Stored dataset items:
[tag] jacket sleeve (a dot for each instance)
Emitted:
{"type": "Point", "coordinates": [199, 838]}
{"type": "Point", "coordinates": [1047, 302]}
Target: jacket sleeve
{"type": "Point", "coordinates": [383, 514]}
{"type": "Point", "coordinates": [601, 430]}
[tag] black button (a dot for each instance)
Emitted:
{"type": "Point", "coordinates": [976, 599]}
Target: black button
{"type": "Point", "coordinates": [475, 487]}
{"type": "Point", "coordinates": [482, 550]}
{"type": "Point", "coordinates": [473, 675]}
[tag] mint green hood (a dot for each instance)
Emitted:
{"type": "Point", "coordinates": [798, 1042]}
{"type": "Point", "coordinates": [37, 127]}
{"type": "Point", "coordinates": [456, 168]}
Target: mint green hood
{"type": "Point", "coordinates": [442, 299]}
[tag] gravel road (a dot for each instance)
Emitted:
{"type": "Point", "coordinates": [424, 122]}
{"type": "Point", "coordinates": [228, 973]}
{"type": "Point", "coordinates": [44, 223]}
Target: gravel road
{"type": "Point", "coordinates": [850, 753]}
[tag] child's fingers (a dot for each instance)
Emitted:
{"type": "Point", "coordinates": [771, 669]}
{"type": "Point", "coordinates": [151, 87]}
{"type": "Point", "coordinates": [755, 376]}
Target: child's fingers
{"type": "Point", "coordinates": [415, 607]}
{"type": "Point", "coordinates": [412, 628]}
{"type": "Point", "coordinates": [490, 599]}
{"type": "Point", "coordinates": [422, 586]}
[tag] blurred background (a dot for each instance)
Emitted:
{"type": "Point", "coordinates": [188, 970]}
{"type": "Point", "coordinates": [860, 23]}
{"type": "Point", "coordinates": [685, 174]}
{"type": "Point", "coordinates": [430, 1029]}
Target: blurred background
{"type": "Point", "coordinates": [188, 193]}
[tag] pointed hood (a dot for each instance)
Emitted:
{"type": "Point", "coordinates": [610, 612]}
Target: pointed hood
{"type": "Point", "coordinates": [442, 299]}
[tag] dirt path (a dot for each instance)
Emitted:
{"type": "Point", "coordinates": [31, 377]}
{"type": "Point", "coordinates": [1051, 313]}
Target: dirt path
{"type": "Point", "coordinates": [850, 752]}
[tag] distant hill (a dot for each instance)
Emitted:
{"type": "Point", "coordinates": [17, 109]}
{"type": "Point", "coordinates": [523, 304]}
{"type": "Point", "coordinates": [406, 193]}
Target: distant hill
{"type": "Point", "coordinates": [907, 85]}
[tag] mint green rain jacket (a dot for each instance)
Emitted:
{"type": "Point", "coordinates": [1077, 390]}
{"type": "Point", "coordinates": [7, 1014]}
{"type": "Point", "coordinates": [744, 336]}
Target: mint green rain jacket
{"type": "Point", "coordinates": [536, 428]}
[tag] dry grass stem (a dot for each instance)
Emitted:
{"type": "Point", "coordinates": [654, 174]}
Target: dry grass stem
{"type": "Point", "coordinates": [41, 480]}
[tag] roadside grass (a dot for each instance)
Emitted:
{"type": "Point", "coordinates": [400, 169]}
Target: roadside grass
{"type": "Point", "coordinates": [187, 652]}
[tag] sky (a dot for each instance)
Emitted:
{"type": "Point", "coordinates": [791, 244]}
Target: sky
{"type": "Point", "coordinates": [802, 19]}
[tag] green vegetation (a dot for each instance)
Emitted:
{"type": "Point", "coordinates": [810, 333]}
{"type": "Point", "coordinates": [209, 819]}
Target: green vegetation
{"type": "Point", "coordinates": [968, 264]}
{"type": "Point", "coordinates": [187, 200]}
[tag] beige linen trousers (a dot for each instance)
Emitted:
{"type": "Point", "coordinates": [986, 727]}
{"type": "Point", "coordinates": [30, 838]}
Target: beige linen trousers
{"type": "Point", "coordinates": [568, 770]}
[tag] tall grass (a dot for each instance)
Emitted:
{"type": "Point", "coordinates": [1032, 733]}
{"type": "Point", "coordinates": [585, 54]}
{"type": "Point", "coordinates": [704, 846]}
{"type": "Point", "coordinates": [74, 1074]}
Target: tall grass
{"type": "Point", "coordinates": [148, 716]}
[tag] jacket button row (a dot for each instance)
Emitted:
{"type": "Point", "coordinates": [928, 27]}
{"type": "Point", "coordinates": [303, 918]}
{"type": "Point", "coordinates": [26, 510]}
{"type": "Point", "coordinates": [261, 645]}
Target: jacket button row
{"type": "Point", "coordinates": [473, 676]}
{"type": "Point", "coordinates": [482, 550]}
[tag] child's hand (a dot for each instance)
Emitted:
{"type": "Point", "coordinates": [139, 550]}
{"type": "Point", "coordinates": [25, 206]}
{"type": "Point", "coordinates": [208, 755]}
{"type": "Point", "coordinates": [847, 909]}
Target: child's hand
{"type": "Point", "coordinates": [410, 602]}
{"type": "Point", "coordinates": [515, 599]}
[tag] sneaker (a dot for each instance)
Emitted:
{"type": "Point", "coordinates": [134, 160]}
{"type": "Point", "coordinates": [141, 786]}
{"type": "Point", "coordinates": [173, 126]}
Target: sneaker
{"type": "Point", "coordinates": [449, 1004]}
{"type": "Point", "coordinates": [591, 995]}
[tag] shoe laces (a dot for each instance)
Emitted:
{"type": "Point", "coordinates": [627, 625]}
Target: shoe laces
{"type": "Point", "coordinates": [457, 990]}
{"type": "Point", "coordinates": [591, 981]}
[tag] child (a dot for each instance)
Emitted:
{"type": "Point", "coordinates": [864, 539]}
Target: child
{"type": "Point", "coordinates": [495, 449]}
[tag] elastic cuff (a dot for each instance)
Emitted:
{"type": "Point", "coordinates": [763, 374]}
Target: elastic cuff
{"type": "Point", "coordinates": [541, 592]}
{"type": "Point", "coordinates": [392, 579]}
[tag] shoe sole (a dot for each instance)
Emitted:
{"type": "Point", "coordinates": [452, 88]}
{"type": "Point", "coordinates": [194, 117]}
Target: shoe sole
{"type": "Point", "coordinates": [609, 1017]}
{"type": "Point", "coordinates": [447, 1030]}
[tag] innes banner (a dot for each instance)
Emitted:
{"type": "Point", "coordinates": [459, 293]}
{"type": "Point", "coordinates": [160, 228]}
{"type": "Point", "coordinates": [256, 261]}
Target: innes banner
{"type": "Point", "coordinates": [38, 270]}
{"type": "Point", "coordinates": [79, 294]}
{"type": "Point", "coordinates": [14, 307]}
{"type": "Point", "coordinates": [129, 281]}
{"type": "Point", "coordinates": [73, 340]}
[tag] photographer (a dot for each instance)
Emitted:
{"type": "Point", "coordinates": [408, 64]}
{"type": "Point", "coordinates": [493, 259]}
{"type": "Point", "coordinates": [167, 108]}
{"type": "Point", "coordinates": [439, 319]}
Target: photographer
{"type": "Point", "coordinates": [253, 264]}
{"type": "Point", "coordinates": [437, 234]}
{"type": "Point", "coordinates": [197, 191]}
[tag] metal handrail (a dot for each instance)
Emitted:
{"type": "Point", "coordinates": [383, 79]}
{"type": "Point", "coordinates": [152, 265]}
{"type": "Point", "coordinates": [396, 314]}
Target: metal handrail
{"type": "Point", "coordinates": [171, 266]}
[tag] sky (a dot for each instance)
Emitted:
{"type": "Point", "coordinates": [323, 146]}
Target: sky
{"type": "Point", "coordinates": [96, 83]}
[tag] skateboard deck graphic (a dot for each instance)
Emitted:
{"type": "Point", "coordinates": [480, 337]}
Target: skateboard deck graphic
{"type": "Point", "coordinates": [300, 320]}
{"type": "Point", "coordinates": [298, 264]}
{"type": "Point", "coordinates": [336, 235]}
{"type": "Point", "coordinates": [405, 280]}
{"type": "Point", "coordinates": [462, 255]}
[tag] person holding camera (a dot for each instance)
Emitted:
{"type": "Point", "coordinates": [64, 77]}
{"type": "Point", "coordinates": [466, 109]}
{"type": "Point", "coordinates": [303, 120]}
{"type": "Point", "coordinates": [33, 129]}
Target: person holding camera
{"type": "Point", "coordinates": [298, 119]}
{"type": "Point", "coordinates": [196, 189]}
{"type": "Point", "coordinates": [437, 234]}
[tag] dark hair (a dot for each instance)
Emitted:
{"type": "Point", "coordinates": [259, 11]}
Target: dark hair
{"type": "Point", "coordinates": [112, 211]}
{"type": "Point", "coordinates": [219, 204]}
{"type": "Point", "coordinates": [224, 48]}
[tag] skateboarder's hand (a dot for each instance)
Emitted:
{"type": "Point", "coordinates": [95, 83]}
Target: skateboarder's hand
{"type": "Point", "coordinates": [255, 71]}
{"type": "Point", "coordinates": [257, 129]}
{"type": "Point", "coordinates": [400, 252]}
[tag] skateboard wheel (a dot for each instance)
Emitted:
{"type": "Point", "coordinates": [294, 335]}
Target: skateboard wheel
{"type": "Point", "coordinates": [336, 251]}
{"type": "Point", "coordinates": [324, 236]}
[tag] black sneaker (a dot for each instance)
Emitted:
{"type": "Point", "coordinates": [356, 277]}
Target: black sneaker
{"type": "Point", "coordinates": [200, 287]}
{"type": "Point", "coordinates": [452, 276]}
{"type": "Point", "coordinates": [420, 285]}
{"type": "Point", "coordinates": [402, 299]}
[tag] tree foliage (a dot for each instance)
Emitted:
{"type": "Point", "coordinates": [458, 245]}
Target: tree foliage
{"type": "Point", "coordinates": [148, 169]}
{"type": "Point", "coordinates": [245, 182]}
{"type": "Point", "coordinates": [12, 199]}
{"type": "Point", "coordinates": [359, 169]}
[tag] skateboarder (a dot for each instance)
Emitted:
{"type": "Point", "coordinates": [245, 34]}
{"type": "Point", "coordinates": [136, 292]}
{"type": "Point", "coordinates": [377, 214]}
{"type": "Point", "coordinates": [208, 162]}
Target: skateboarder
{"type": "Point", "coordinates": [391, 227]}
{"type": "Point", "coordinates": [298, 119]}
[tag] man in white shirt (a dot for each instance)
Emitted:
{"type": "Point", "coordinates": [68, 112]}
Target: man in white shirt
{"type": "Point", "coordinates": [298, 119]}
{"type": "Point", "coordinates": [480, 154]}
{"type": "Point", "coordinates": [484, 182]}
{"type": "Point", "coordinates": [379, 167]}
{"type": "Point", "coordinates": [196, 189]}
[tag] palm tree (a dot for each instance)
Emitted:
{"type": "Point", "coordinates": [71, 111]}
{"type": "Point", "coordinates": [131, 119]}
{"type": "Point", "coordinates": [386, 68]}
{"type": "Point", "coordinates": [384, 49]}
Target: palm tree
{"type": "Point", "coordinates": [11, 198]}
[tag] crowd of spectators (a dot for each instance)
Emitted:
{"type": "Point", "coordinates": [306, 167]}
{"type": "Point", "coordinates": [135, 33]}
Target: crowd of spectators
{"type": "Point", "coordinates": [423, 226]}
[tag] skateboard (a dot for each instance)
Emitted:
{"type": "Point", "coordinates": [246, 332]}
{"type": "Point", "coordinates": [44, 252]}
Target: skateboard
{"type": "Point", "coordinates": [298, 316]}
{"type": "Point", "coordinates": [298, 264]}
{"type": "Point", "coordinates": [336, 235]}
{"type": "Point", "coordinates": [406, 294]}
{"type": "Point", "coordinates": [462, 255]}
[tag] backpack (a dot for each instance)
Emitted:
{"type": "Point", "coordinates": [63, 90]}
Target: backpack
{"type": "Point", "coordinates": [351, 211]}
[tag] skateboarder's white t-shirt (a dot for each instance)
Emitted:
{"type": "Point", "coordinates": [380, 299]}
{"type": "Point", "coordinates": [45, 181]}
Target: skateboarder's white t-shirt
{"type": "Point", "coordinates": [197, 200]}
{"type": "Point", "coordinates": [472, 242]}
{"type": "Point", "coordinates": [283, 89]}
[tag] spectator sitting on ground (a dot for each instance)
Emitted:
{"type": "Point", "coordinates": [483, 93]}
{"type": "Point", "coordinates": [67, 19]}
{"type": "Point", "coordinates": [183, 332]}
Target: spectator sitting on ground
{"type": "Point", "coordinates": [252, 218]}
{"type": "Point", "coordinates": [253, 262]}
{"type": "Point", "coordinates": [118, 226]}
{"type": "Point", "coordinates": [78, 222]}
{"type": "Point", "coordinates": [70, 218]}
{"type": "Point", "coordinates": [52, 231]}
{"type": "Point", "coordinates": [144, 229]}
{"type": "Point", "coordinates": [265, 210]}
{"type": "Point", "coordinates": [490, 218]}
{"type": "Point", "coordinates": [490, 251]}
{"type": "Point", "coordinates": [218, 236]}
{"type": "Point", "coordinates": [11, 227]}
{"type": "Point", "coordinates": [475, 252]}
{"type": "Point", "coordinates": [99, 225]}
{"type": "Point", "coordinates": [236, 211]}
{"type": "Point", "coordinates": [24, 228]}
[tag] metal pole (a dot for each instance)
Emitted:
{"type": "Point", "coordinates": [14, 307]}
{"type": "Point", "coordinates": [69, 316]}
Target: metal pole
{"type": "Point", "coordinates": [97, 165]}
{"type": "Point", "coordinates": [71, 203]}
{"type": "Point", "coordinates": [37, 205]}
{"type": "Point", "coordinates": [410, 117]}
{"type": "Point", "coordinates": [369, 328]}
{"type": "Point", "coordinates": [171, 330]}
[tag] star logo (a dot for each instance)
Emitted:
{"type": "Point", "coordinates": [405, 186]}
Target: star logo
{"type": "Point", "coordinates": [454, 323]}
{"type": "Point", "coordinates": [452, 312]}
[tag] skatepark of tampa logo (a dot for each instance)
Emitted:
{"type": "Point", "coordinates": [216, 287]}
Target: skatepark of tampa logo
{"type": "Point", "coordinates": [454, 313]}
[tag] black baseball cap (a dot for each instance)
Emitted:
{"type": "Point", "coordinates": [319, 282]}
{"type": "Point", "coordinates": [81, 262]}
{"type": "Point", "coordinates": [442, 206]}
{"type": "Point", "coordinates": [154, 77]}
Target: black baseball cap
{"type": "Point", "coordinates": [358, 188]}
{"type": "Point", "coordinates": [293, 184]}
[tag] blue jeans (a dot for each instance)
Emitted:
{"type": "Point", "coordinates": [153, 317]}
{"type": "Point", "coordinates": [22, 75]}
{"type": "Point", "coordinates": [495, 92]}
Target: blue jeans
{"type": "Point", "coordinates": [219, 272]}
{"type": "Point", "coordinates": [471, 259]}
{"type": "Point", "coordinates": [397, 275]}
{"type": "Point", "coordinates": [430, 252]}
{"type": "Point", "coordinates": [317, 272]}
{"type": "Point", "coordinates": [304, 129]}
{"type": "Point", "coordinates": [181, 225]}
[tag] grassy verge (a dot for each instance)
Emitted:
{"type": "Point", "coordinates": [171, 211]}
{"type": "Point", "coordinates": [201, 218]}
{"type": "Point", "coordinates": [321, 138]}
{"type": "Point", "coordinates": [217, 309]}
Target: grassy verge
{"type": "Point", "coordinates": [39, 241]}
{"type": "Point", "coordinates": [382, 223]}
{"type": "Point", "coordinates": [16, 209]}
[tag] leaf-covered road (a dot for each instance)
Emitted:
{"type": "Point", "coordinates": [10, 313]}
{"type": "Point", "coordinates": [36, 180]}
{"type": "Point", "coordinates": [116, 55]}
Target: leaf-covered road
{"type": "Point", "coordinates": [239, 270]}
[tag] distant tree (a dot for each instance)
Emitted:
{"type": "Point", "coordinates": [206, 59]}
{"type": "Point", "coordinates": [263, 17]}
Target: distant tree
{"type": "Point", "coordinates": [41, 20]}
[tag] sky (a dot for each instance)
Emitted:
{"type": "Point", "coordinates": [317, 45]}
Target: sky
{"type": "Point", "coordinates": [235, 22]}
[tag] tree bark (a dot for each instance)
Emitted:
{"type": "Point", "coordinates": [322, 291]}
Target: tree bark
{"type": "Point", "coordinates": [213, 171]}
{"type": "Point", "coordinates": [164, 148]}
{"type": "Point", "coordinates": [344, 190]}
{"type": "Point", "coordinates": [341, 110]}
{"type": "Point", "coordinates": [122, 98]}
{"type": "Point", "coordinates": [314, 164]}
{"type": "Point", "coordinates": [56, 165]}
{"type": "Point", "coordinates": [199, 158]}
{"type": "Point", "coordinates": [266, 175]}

Exercise requirements:
Return exactly the lines from the one containing "[tag] tree bark (a dot for each instance)" through the last line of the records above, both included, and nothing else.

Result of this exercise:
[tag] tree bark (a dot for each instance)
Emitted:
{"type": "Point", "coordinates": [322, 291]}
Target: tree bark
{"type": "Point", "coordinates": [213, 171]}
{"type": "Point", "coordinates": [164, 148]}
{"type": "Point", "coordinates": [344, 190]}
{"type": "Point", "coordinates": [341, 110]}
{"type": "Point", "coordinates": [122, 98]}
{"type": "Point", "coordinates": [314, 164]}
{"type": "Point", "coordinates": [56, 165]}
{"type": "Point", "coordinates": [199, 158]}
{"type": "Point", "coordinates": [266, 175]}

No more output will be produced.